- _The problem_
Output the stretch of rows from the line containing "Segment the target" through the line containing "rough mask: <svg" as a numbered list, leaving out any blank lines.

- _Available data_
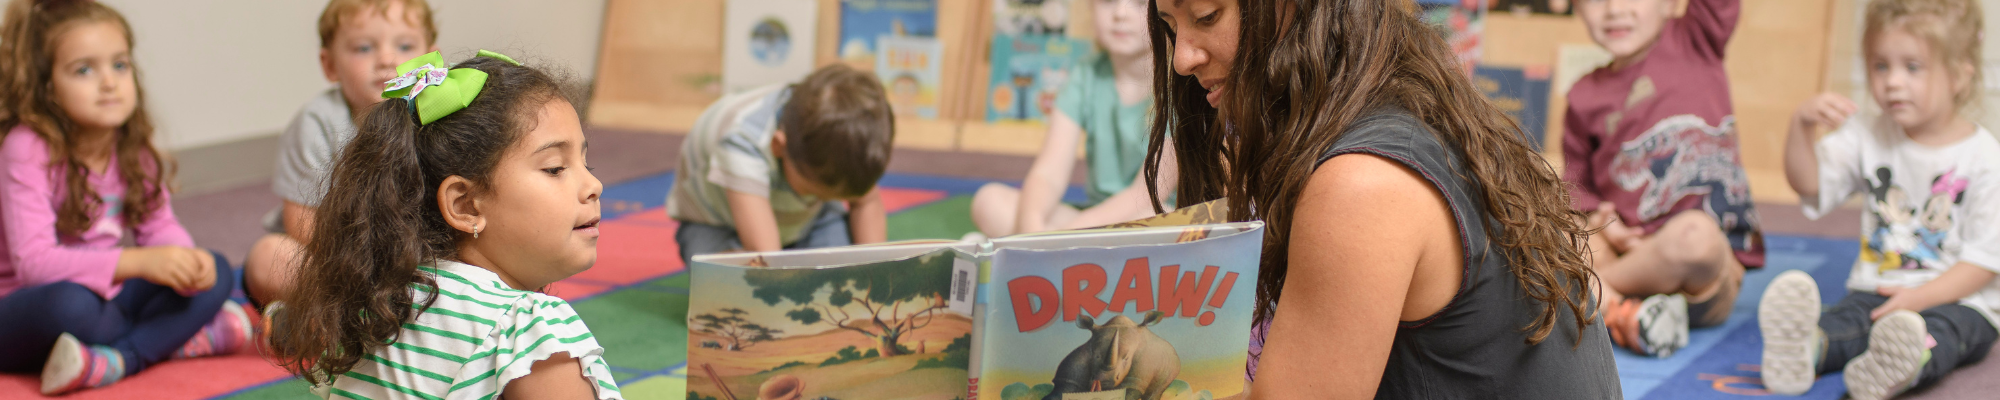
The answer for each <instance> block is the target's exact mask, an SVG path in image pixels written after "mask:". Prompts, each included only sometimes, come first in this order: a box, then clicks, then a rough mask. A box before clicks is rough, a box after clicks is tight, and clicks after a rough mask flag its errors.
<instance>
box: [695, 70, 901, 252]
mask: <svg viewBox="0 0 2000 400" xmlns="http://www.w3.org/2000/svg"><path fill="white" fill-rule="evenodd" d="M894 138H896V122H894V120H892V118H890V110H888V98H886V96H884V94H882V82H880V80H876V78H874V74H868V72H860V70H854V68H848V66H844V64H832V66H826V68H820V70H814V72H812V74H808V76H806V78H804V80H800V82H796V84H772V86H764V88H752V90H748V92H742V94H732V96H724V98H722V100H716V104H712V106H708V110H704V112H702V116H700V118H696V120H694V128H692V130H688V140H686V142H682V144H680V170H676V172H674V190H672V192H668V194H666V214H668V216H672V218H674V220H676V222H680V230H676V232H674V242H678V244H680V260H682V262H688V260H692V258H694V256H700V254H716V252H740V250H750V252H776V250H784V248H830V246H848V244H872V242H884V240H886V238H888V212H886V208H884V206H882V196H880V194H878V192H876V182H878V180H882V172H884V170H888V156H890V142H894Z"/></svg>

...

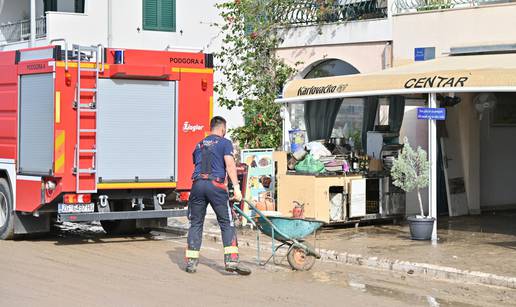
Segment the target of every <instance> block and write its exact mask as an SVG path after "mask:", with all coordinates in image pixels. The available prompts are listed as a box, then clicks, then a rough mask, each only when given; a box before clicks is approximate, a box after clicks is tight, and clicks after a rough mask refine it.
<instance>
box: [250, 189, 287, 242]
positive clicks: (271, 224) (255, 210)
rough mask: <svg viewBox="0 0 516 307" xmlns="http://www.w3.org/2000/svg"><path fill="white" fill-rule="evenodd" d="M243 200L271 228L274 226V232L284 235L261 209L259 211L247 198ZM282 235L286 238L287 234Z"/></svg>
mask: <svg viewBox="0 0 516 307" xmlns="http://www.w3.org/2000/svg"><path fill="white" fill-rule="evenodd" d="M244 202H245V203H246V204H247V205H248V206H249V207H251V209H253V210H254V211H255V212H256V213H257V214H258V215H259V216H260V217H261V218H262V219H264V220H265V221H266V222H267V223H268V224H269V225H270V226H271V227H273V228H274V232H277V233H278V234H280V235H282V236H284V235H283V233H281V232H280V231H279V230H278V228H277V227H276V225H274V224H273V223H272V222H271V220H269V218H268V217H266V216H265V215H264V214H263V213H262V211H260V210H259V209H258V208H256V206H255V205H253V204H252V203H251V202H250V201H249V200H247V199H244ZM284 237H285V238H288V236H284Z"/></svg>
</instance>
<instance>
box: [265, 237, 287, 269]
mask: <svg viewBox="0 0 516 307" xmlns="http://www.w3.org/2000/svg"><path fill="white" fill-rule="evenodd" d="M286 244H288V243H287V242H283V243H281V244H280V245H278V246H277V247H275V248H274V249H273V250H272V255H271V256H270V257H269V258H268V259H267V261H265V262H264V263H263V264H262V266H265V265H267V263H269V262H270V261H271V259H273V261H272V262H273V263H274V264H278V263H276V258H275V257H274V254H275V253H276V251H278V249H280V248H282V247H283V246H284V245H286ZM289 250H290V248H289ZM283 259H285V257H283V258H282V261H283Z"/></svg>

- _Response_
1. Segment the target of every <instance> block and write its exact mask as an SVG path after "mask:", with all coordinates in image pixels. The available prompts are listed as a box, then clicks, then a rough mask, each only when given; a box before clicks is approximate, a box after clicks is tight, and clicks after a rough mask refine it.
2. <instance>
3. box: [250, 189, 287, 242]
4. positive clicks: (271, 224) (255, 210)
5. rough mask: <svg viewBox="0 0 516 307" xmlns="http://www.w3.org/2000/svg"><path fill="white" fill-rule="evenodd" d="M243 200L271 228L274 226V232L284 235L261 209L259 211L247 198ZM282 235L286 238L287 234Z"/></svg>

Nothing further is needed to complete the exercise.